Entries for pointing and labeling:
◇ ◇ ◇ ◇ ◇ ◇ ◇

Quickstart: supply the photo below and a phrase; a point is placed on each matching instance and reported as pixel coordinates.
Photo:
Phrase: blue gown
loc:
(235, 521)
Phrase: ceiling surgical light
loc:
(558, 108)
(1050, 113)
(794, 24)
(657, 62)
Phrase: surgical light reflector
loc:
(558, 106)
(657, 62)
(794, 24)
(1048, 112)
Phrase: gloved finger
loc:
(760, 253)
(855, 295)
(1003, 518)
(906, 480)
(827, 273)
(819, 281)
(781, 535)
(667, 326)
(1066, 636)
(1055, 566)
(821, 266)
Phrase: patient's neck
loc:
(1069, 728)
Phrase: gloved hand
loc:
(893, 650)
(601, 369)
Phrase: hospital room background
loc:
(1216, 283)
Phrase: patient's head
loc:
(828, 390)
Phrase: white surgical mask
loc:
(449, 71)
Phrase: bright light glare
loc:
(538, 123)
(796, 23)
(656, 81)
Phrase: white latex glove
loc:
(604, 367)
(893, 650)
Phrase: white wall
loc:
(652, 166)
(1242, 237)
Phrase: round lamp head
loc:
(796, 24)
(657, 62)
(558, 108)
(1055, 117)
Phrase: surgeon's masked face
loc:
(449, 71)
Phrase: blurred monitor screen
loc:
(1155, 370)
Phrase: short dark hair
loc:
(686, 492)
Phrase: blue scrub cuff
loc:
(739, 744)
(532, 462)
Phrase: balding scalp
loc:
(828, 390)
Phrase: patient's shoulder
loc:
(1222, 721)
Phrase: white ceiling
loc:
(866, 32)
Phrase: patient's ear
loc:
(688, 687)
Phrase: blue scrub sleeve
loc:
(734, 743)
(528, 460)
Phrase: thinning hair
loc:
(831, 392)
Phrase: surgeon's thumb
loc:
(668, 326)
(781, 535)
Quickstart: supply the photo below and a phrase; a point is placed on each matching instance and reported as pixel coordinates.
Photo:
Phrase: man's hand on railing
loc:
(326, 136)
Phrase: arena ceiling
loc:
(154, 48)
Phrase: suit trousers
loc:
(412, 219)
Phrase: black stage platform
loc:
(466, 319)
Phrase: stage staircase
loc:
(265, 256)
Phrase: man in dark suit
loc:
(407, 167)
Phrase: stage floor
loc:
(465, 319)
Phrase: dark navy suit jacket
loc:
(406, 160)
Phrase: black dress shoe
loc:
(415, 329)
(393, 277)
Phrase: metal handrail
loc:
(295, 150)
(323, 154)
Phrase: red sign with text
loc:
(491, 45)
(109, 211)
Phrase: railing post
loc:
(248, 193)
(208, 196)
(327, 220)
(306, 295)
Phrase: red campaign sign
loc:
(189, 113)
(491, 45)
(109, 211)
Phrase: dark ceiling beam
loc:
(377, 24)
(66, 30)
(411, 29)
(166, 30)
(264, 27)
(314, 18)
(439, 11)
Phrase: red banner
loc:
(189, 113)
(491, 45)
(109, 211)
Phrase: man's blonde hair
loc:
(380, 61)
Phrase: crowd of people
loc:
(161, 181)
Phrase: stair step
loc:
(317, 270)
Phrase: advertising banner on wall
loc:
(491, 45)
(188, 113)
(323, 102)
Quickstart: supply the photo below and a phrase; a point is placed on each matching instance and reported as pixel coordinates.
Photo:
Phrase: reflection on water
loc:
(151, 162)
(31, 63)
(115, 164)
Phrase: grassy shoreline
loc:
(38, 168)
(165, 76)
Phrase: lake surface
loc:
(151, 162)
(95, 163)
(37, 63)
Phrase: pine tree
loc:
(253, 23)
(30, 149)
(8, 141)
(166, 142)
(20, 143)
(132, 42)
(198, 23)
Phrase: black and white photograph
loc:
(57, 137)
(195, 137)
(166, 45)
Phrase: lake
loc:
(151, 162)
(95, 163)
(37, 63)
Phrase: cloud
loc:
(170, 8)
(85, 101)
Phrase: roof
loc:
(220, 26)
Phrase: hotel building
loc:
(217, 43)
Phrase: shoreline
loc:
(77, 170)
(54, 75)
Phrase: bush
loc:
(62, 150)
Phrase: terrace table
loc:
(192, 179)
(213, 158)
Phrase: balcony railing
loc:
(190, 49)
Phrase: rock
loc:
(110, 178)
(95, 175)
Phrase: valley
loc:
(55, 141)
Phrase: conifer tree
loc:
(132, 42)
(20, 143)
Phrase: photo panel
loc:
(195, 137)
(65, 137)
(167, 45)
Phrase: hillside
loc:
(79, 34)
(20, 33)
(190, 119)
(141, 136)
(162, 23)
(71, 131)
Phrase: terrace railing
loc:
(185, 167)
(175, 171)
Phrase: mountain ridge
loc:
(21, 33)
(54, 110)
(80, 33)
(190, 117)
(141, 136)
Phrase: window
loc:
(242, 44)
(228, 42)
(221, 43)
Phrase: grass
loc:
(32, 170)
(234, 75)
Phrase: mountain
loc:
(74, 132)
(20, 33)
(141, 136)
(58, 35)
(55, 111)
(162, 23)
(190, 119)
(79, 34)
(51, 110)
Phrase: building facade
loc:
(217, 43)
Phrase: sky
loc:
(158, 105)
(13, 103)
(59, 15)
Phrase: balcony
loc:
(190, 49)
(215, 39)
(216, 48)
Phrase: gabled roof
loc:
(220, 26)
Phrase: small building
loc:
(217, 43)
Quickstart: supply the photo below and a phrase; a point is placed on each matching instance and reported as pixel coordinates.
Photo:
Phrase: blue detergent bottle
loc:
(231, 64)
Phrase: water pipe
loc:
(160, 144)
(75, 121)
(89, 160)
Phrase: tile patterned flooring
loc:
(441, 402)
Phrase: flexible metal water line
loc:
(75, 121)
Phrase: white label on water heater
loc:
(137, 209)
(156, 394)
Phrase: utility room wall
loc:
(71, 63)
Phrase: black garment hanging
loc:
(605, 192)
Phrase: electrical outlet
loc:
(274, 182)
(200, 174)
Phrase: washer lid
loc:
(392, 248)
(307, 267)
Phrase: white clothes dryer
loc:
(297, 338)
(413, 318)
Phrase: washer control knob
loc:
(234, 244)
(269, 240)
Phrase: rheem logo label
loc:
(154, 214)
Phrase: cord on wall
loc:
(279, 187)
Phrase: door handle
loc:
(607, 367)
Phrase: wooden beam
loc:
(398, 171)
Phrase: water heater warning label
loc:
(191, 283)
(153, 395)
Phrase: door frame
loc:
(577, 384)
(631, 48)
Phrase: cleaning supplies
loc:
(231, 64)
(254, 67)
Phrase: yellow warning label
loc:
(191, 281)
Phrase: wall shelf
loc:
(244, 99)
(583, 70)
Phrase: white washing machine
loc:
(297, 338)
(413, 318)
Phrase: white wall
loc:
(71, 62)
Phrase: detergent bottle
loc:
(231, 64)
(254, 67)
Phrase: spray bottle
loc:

◇ ◇ ◇ ◇ ◇ ◇ ◇

WHAT NEEDS TO BE DONE
Please reproduce all of the data above line for line, changing nothing.

RIGHT ANSWER
Quickstart: supply the photo below and a phrase; a point is placed on each matching instance and reported as pixel coordinates.
Photo:
Phrase: blue gown
loc:
(235, 521)
Phrase: ceiling surgical light
loc:
(558, 108)
(1050, 113)
(794, 24)
(657, 62)
Phrase: surgical light reflector
loc:
(558, 106)
(657, 62)
(794, 24)
(1048, 112)
Phrase: gloved finger
loc:
(760, 253)
(855, 295)
(1003, 518)
(906, 480)
(827, 273)
(819, 281)
(781, 535)
(667, 326)
(1066, 636)
(1055, 566)
(821, 266)
Phrase: patient's neck
loc:
(1069, 728)
Phrase: gloved hand
loc:
(893, 650)
(601, 369)
Phrase: hospital room background
loc:
(1216, 283)
Phrase: patient's head
loc:
(828, 390)
Phrase: white surgical mask
loc:
(449, 71)
Phrase: bright light glare
loc:
(538, 123)
(796, 23)
(656, 81)
Phrase: white latex glove
loc:
(604, 367)
(893, 650)
Phrase: white wall
loc:
(652, 166)
(1242, 237)
Phrase: round lamp head
loc:
(796, 24)
(657, 62)
(558, 108)
(1055, 117)
Phrase: surgeon's masked face
loc:
(449, 71)
Phrase: blurred monitor screen
loc:
(1155, 370)
Phrase: short dark hair
loc:
(686, 492)
Phrase: blue scrub cuff
loc:
(739, 744)
(532, 462)
Phrase: balding scalp
loc:
(828, 390)
Phrase: patient's shoulder
loc:
(1222, 721)
Phrase: white ceiling
loc:
(866, 32)
Phrase: patient's ear
loc:
(688, 687)
Phrase: blue scrub sleeve
loc:
(734, 743)
(528, 460)
Phrase: thinning hair
loc:
(831, 392)
Phrase: surgeon's thumb
loc:
(668, 326)
(781, 535)
Quickstart: supply the photo below and a phrase; a point is placed on each matching instance and reported as pixel coordinates.
Photo:
Phrase: man's hand on railing
loc:
(326, 136)
Phrase: arena ceiling
loc:
(154, 48)
Phrase: suit trousers
loc:
(412, 219)
Phrase: black stage platform
loc:
(466, 319)
Phrase: stage staircase
loc:
(265, 256)
Phrase: man in dark suit
loc:
(407, 167)
Phrase: stage floor
loc:
(465, 319)
Phrase: dark navy suit jacket
loc:
(406, 160)
Phrase: black dress shoe
loc:
(415, 329)
(393, 277)
Phrase: metal handrail
loc:
(295, 150)
(323, 154)
Phrase: red sign with text
loc:
(491, 45)
(109, 211)
Phrase: railing post
loc:
(248, 193)
(208, 196)
(327, 220)
(306, 295)
Phrase: red campaign sign
loc:
(189, 113)
(491, 45)
(109, 211)
Phrase: dark ceiling beam
loc:
(377, 24)
(66, 30)
(411, 29)
(166, 30)
(264, 27)
(314, 18)
(439, 11)
Phrase: red banner
loc:
(189, 113)
(491, 45)
(109, 211)
Phrase: man's blonde hair
loc:
(380, 61)
Phrase: crowd of people
loc:
(161, 181)
Phrase: stair step
loc:
(317, 270)
Phrase: advertising banner on wall
loc:
(491, 45)
(188, 113)
(323, 102)
Quickstart: supply the photo below and a phrase; a point is placed on each matching instance and reported as pixel coordinates.
Photo:
Phrase: reflection on water
loc:
(151, 162)
(31, 63)
(115, 164)
Phrase: grassy shoreline
loc:
(38, 168)
(165, 76)
Phrase: lake surface
loc:
(151, 162)
(95, 163)
(37, 63)
Phrase: pine tree
loc:
(253, 23)
(30, 149)
(8, 141)
(166, 142)
(20, 143)
(132, 42)
(198, 23)
Phrase: black and white photograph
loc:
(57, 137)
(195, 137)
(166, 45)
Phrase: lake
loc:
(151, 162)
(95, 163)
(37, 63)
Phrase: cloud
loc:
(170, 8)
(85, 101)
Phrase: roof
loc:
(220, 26)
Phrase: hotel building
loc:
(217, 43)
Phrase: shoreline
loc:
(77, 170)
(54, 75)
Phrase: bush
loc:
(62, 150)
Phrase: terrace table
loc:
(192, 179)
(213, 158)
Phrase: balcony railing
loc:
(190, 49)
Phrase: rock
loc:
(110, 178)
(95, 175)
Phrase: valley
loc:
(55, 141)
Phrase: conifer tree
loc:
(132, 42)
(20, 143)
Phrase: photo panel
loc:
(195, 137)
(65, 137)
(167, 45)
Phrase: hillside
loc:
(79, 34)
(20, 33)
(190, 119)
(141, 136)
(162, 23)
(71, 131)
Phrase: terrace railing
loc:
(185, 167)
(175, 171)
Phrase: mountain ridge
loc:
(21, 33)
(54, 110)
(80, 33)
(190, 117)
(141, 136)
Phrase: window
loc:
(242, 44)
(228, 42)
(221, 43)
Phrase: grass
loc:
(32, 170)
(234, 75)
Phrase: mountain
loc:
(74, 132)
(20, 33)
(141, 136)
(58, 35)
(55, 111)
(162, 23)
(190, 119)
(79, 34)
(51, 110)
Phrase: building facade
loc:
(217, 43)
Phrase: sky
loc:
(158, 105)
(13, 103)
(59, 15)
Phrase: balcony
loc:
(190, 49)
(215, 39)
(216, 48)
Phrase: gabled roof
loc:
(220, 26)
Phrase: small building
loc:
(217, 43)
Quickstart: supply the photo below and a phrase; a point is placed on each matching instance and reported as pixel coordinates.
Photo:
Phrase: blue detergent bottle
loc:
(231, 64)
Phrase: water pipe
loc:
(160, 144)
(75, 121)
(89, 160)
Phrase: tile patterned flooring
loc:
(441, 402)
Phrase: flexible metal water line
loc:
(75, 121)
Phrase: white label on water heater
loc:
(137, 209)
(156, 394)
Phrase: utility room wall
loc:
(71, 63)
Phrase: black garment hanging
loc:
(605, 192)
Phrase: electrical outlet
loc:
(274, 182)
(200, 174)
Phrase: washer lid
loc:
(392, 248)
(307, 267)
Phrase: white clothes dryer
loc:
(297, 338)
(413, 318)
Phrase: washer control knob
loc:
(234, 244)
(269, 240)
Phrase: rheem logo label
loc:
(154, 214)
Phrase: cord on wall
loc:
(279, 187)
Phrase: door handle
loc:
(607, 367)
Phrase: wooden beam
loc:
(398, 171)
Phrase: water heater warning label
loc:
(191, 283)
(153, 395)
Phrase: door frame
loc:
(577, 384)
(631, 48)
Phrase: cleaning supplies
loc:
(231, 64)
(254, 67)
Phrase: yellow warning label
loc:
(191, 281)
Phrase: wall shelf
loc:
(244, 99)
(583, 70)
Phrase: white washing machine
loc:
(297, 338)
(413, 318)
Phrase: white wall
loc:
(71, 62)
Phrase: detergent bottle
loc:
(231, 64)
(254, 67)
Phrase: spray bottle
loc:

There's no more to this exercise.